### SUPPLIED PASSAGE
──────────
Exercise 4: Noise Prediction vs. x0 Prediction

Show algebraically that predicting the noise $\boldsymbol{\epsilon}_\theta(\mathbf{x}_t, t)$ is equivalent to predicting the clean image $\hat{\mathbf{x}}_0(\mathbf{x}_t, t)$. Express the conversion formula in both directions.

Exercise 5: DDIM Deterministic Mapping

Explain why DDIM with $\sigma_t = 0$ creates a deterministic mapping from noise to image. What are the practical implications for (a) latent space interpolation and (b) image editing via inversion?

Exercise 6: Cosine vs. Linear Schedule

Compare the cosine and linear noise schedules. Plot $\bar{\alpha}_t$ for both schedules with $T = 1000$. At which timestep range does the cosine schedule retain significantly more signal than the linear schedule? Why does this improve generation quality?

Exercise 7: Latent Diffusion Compression

A Stable Diffusion VAE compresses 512x512x3 images to 64x64x4 latents. Calculate: (a) the compression ratio, (b) the theoretical minimum bits per pixel for lossless compression assuming uniform distribution, and (c) why 4 latent channels (not 3) are used.

Exercise 8: Classifier-Free Guidance Analysis

For classifier-free guidance with scale $w$, the effective noise prediction is $\tilde{\boldsymbol{\epsilon}} = (1 - w)\boldsymbol{\epsilon}_\theta(\mathbf{z}_t, t, \varnothing) + w \cdot \boldsymbol{\epsilon}_\theta(\mathbf{z}_t, t, \mathbf{c})$. (a) What happens when $w = 0$? (b) When $w = 1$? (c) Why does $w > 1$ improve text alignment? (d) Why does excessive $w$ cause artifacts?

Exercise 9: ControlNet Zero Initialization

Explain why zero initialization of ControlNet's connection layers is critical. What would happen if these layers were randomly initialized? How does this relate to the concept of "harmless initialization" in fine-tuning?

Exercise 10: Generative Model Comparison

Create a detailed comparison table of GANs, VAEs, Normalizing Flows, Autoregressive Models, and Diffusion Models across the following dimensions: training stability, sample quality, diversity, likelihood computation, sampling speed, and controllability.
──────────
### PROVIDED MATERIAL

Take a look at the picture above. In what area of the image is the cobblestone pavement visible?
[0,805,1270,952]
──────────
Please copy out the diffusion model exercises word for word, from the first heading to the last line. Rely only on the diffusion model exercises, not on the listing.

### ANSWER
Exercise 4: Noise Prediction vs. x0 Prediction

Show algebraically that predicting the noise $\boldsymbol{\epsilon}_\theta(\mathbf{x}_t, t)$ is equivalent to predicting the clean image $\hat{\mathbf{x}}_0(\mathbf{x}_t, t)$. Express the conversion formula in both directions.

Exercise 5: DDIM Deterministic Mapping

Explain why DDIM with $\sigma_t = 0$ creates a deterministic mapping from noise to image. What are the practical implications for (a) latent space interpolation and (b) image editing via inversion?

Exercise 6: Cosine vs. Linear Schedule

Compare the cosine and linear noise schedules. Plot $\bar{\alpha}_t$ for both schedules with $T = 1000$. At which timestep range does the cosine schedule retain significantly more signal than the linear schedule? Why does this improve generation quality?

Exercise 7: Latent Diffusion Compression

A Stable Diffusion VAE compresses 512x512x3 images to 64x64x4 latents. Calculate: (a) the compression ratio, (b) the theoretical minimum bits per pixel for lossless compression assuming uniform distribution, and (c) why 4 latent channels (not 3) are used.

Exercise 8: Classifier-Free Guidance Analysis

For classifier-free guidance with scale $w$, the effective noise prediction is $\tilde{\boldsymbol{\epsilon}} = (1 - w)\boldsymbol{\epsilon}_\theta(\mathbf{z}_t, t, \varnothing) + w \cdot \boldsymbol{\epsilon}_\theta(\mathbf{z}_t, t, \mathbf{c})$. (a) What happens when $w = 0$? (b) When $w = 1$? (c) Why does $w > 1$ improve text alignment? (d) Why does excessive $w$ cause artifacts?

Exercise 9: ControlNet Zero Initialization

Explain why zero initialization of ControlNet's connection layers is critical. What would happen if these layers were randomly initialized? How does this relate to the concept of "harmless initialization" in fine-tuning?

Exercise 10: Generative Model Comparison

Create a detailed comparison table of GANs, VAEs, Normalizing Flows, Autoregressive Models, and Diffusion Models across the following dimensions: training stability, sample quality, diversity, likelihood computation, sampling speed, and controllability.